(Object position labeling entries)
((
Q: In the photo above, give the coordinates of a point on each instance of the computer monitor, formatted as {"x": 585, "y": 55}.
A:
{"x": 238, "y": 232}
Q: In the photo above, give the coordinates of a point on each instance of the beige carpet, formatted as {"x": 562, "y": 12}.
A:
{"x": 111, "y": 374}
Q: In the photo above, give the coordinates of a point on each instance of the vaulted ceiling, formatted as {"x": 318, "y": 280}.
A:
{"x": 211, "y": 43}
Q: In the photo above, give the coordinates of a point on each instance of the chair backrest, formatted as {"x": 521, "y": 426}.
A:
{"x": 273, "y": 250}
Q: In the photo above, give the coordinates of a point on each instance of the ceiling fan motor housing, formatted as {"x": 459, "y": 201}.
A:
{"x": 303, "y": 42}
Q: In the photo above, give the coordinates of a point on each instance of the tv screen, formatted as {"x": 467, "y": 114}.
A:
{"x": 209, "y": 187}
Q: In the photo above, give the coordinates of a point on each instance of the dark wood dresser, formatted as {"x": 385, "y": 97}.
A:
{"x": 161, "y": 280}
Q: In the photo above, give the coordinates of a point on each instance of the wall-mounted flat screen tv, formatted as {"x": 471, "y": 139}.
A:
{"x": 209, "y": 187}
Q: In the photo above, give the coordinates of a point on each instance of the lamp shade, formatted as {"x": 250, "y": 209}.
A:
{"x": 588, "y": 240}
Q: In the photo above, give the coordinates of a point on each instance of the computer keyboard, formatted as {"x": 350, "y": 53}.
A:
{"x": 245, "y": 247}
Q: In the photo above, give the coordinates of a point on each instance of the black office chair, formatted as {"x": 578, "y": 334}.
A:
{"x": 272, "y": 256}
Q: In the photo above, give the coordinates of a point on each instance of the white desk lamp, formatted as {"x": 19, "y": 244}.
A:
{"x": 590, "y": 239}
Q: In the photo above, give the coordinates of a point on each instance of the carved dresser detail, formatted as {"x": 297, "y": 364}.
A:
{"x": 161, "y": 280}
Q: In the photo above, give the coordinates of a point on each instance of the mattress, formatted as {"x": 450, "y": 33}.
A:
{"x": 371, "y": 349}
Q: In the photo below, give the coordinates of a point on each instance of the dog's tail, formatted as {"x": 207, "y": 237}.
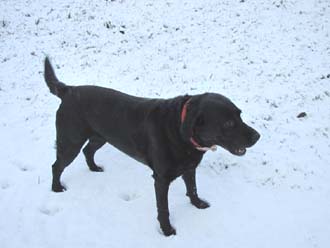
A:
{"x": 55, "y": 86}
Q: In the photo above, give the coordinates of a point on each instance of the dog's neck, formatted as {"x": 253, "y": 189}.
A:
{"x": 191, "y": 139}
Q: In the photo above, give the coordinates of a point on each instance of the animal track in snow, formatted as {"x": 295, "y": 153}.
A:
{"x": 129, "y": 196}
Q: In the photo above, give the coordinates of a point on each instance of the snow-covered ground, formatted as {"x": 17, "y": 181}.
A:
{"x": 272, "y": 58}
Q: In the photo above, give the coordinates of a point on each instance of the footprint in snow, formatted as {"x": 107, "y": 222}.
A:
{"x": 50, "y": 211}
{"x": 129, "y": 197}
{"x": 21, "y": 166}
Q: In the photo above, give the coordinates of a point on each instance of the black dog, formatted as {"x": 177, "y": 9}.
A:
{"x": 169, "y": 135}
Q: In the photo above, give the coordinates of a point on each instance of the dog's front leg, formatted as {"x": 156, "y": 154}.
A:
{"x": 189, "y": 178}
{"x": 161, "y": 188}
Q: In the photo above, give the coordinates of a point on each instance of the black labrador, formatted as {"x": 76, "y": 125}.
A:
{"x": 168, "y": 135}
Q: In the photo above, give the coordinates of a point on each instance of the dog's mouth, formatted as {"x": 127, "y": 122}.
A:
{"x": 238, "y": 151}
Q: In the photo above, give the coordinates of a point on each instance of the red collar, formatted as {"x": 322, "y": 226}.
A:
{"x": 192, "y": 140}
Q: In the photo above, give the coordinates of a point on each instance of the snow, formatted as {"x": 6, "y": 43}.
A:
{"x": 270, "y": 57}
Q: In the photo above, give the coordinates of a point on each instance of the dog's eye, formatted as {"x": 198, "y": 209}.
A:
{"x": 200, "y": 121}
{"x": 229, "y": 124}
))
— Task statement —
Keep the pictures out of the copy and write out the data exactly as it stands.

— Correct output —
Q: In the photo above, give the coordinates of a point on each instance of the computer monitor, formatted as {"x": 585, "y": 55}.
A:
{"x": 238, "y": 232}
Q: In the photo above, give the coordinates of a point on each instance of the beige carpet, formatted as {"x": 562, "y": 12}.
A:
{"x": 111, "y": 374}
Q: In the photo above, give the coordinates of a point on each instance of the vaulted ceiling, formatted as {"x": 318, "y": 280}.
A:
{"x": 211, "y": 43}
Q: In the photo above, give the coordinates of a point on each instance of the chair backrest, formatted as {"x": 521, "y": 426}.
A:
{"x": 273, "y": 250}
Q: In the photo above, give the coordinates of a point on each instance of the ceiling fan motor housing, formatted as {"x": 459, "y": 201}.
A:
{"x": 303, "y": 42}
Q: In the photo above, give the coordinates of a point on each instance of the tv screen, formatted as {"x": 467, "y": 114}.
A:
{"x": 209, "y": 187}
Q: In the photo above, give the coordinates of a point on each instance of the dark wood dresser, formatted as {"x": 385, "y": 97}.
A:
{"x": 161, "y": 280}
Q: In the photo above, give the coordinates of a point on each instance of the wall-mounted flat screen tv, formatted as {"x": 471, "y": 139}.
A:
{"x": 209, "y": 187}
Q: In the photo above, give the coordinates of a point on each instance of the lamp shade, formatted as {"x": 250, "y": 209}.
A:
{"x": 588, "y": 240}
Q: In the photo above, give the coordinates of a point on each instance of the computer keyboard, formatted as {"x": 350, "y": 53}.
A:
{"x": 245, "y": 247}
Q: In the photo above, give the coordinates of a point on each instance of the black office chair, formatted as {"x": 578, "y": 334}.
A:
{"x": 272, "y": 256}
Q: In the photo above, give the coordinates of a point on each instance of the white desk lamp, formatted as {"x": 19, "y": 244}.
A:
{"x": 590, "y": 239}
Q: In the photo above, give the coordinates of a point on each instance of the carved dresser detail, formatted as {"x": 297, "y": 364}.
A:
{"x": 161, "y": 280}
Q: In the photo above, give the coordinates of a point on each instance of the mattress, formatted as {"x": 450, "y": 33}.
A:
{"x": 371, "y": 349}
Q: In the photo below, give the coordinates of a point on each instance of the dog's tail, formatted as {"x": 207, "y": 237}.
A:
{"x": 55, "y": 86}
Q: In the photo above, give the coordinates of a point on each instance of the dog's neck, formatted as {"x": 253, "y": 189}.
A:
{"x": 191, "y": 139}
Q: In the photo above, give the coordinates of a point on each instance of the animal track in snow, formatted as {"x": 295, "y": 153}.
A:
{"x": 129, "y": 196}
Q: In the photo above, give the coordinates of a point on each instance of the snow-covered ground, formatted as {"x": 17, "y": 181}.
A:
{"x": 272, "y": 58}
Q: In the photo above, give the coordinates of a point on each instance of the footprint in snow, formatted as {"x": 107, "y": 222}.
A:
{"x": 50, "y": 211}
{"x": 129, "y": 197}
{"x": 21, "y": 166}
Q: In the photo above, give the coordinates of a point on each instance of the black dog, formatted as {"x": 177, "y": 9}.
A:
{"x": 169, "y": 135}
Q: In the photo above, give the coordinates of a point on each instance of the dog's front leg, formatted as {"x": 156, "y": 154}.
A:
{"x": 189, "y": 178}
{"x": 161, "y": 188}
Q: In the photo above, give the coordinates of a point on each instance of the black labrador, formatted as {"x": 76, "y": 125}.
A:
{"x": 168, "y": 135}
Q: In the photo above, give the coordinates of a point on each instance of the dog's mouth, formatted as {"x": 127, "y": 122}.
A:
{"x": 238, "y": 151}
Q: In the photo above, give the coordinates of a point on each instance of the red collar, formatted as {"x": 322, "y": 226}.
A:
{"x": 192, "y": 140}
Q: In the photo above, give the coordinates of a point on each instance of the snow, formatted as {"x": 6, "y": 43}.
A:
{"x": 270, "y": 57}
Q: In the photo above, give the coordinates of a point on each instance of the dog's eye, formatted as {"x": 198, "y": 209}.
A:
{"x": 200, "y": 121}
{"x": 229, "y": 124}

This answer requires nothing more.